%%

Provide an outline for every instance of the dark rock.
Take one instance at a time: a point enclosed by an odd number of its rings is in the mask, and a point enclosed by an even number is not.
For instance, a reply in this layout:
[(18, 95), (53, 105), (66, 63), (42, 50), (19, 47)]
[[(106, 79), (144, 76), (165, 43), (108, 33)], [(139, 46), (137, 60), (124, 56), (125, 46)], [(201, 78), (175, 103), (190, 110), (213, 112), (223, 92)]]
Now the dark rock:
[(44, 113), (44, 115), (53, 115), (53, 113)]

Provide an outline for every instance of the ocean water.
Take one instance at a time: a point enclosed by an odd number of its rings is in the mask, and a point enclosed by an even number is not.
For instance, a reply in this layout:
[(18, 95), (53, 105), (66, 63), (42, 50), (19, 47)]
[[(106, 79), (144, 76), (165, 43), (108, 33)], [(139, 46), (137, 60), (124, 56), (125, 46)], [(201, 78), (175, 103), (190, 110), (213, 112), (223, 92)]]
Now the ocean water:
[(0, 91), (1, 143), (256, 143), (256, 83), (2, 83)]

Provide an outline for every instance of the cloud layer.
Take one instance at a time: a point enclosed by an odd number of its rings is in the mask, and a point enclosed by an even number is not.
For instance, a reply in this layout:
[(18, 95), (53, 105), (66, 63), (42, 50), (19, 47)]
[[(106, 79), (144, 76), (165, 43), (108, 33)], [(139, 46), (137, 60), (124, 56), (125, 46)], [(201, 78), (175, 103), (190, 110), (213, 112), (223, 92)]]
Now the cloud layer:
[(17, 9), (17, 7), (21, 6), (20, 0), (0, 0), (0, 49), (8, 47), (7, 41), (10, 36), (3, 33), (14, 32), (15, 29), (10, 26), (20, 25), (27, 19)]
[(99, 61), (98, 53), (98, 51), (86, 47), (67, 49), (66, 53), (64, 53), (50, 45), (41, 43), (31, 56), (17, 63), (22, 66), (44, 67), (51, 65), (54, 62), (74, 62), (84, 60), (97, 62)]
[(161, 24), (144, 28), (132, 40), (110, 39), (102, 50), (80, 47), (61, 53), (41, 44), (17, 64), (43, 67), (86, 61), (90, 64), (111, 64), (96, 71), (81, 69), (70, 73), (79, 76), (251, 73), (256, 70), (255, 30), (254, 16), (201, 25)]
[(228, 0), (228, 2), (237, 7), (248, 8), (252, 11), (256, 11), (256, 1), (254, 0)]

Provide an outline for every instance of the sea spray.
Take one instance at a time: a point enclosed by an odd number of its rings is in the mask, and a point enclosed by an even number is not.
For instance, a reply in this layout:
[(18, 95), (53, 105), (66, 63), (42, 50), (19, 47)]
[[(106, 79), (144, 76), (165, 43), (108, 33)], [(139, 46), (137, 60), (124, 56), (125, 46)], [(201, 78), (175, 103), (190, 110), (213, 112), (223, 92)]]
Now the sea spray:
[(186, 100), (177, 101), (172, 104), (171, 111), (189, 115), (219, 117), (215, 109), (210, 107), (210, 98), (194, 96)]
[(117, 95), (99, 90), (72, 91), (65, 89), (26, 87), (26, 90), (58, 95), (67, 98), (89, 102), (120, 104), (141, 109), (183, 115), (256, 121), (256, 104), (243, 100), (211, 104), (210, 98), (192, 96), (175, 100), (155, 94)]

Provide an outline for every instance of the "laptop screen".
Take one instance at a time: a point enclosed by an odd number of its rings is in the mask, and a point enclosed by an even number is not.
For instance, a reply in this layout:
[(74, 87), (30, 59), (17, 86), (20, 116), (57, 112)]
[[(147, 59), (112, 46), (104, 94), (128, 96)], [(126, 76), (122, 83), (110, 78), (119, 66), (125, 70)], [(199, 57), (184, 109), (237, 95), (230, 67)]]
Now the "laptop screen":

%%

● Stated problem: Copy all of the items above line for line, changing nothing.

● Task answer:
Provide an outline for every instance of the dark rock.
Take one instance at a time: a point enclosed by an odd number of its rings is in the mask, and a point enclosed by an even number is not.
For instance, a reply in this layout:
[(18, 95), (53, 105), (66, 63), (42, 50), (19, 47)]
[[(106, 79), (144, 76), (165, 43), (108, 33)], [(139, 46), (137, 60), (124, 56), (125, 46)], [(201, 78), (175, 103), (190, 110), (213, 112), (223, 92)]]
Now the dark rock:
[(44, 113), (44, 115), (53, 115), (53, 113)]

Provide an outline for every instance of the ocean water.
Take one instance at a time: a point enclosed by an odd number of its rings is in the mask, and a point enclosed by an even number is not.
For instance, a reply in this layout:
[(18, 95), (53, 105), (66, 63), (42, 50), (19, 47)]
[[(106, 79), (144, 76), (165, 43), (108, 33)], [(139, 46), (137, 60), (124, 56), (125, 46)], [(201, 78), (175, 103), (190, 110), (213, 112), (223, 92)]]
Now the ocean water:
[(0, 91), (1, 143), (256, 143), (256, 83), (2, 83)]

Provide an outline for every instance of the cloud layer.
Take one instance at a time: a point enclosed by an odd number of its rings is in the mask, and a point enclosed by an even number is not.
For instance, a reply in this layout:
[(18, 95), (53, 105), (66, 63), (42, 50), (19, 47)]
[[(106, 79), (144, 76), (165, 43), (108, 33)], [(139, 46), (137, 60), (124, 56), (125, 46)], [(201, 78), (175, 103), (190, 110), (213, 112), (223, 92)]]
Now the cloud layer:
[(17, 9), (17, 7), (21, 6), (20, 0), (0, 0), (0, 49), (8, 47), (7, 41), (10, 36), (3, 33), (14, 32), (15, 29), (10, 26), (20, 25), (27, 19)]
[(99, 61), (98, 53), (98, 51), (86, 47), (67, 49), (66, 53), (64, 53), (50, 45), (41, 43), (31, 56), (17, 63), (22, 66), (44, 67), (51, 65), (54, 62), (74, 62), (84, 60), (97, 62)]
[(161, 24), (144, 28), (132, 40), (110, 39), (102, 50), (80, 47), (61, 53), (41, 44), (17, 64), (43, 67), (86, 61), (90, 64), (111, 64), (96, 71), (81, 69), (70, 73), (79, 76), (251, 73), (256, 70), (255, 30), (254, 16), (201, 25)]
[(228, 0), (228, 2), (237, 7), (248, 8), (252, 11), (256, 11), (256, 1), (254, 0)]

Provide an outline for every instance of the sea spray.
Take one instance at a time: a point enclosed by an odd number of its rings is in the mask, and a point enclosed by an even number is not.
For instance, a reply in this layout:
[(18, 95), (53, 105), (66, 63), (42, 50), (19, 47)]
[[(106, 79), (144, 76), (165, 43), (108, 33)], [(139, 46), (137, 60), (124, 56), (125, 46)], [(201, 78), (175, 103), (190, 110), (213, 112), (223, 92)]]
Now the sea spray:
[(186, 100), (177, 101), (172, 104), (171, 111), (189, 115), (219, 117), (215, 109), (210, 107), (210, 98), (194, 96)]
[(117, 95), (99, 90), (72, 91), (65, 89), (26, 87), (26, 90), (58, 95), (67, 98), (89, 102), (120, 104), (141, 109), (183, 115), (256, 121), (256, 104), (243, 100), (211, 104), (210, 98), (192, 96), (175, 100), (155, 94)]

Provide an outline for every instance of the "laptop screen".
Take one instance at a time: a point enclosed by an odd number of its rings is in the mask, and a point enclosed by an even number is not.
For instance, a reply in this layout:
[(74, 87), (30, 59), (17, 86), (20, 116), (57, 112)]
[[(147, 59), (112, 46), (104, 94), (128, 96)], [(126, 76), (122, 83), (110, 78), (119, 66), (125, 70)], [(199, 57), (184, 109), (237, 95), (230, 67)]]
Now the "laptop screen":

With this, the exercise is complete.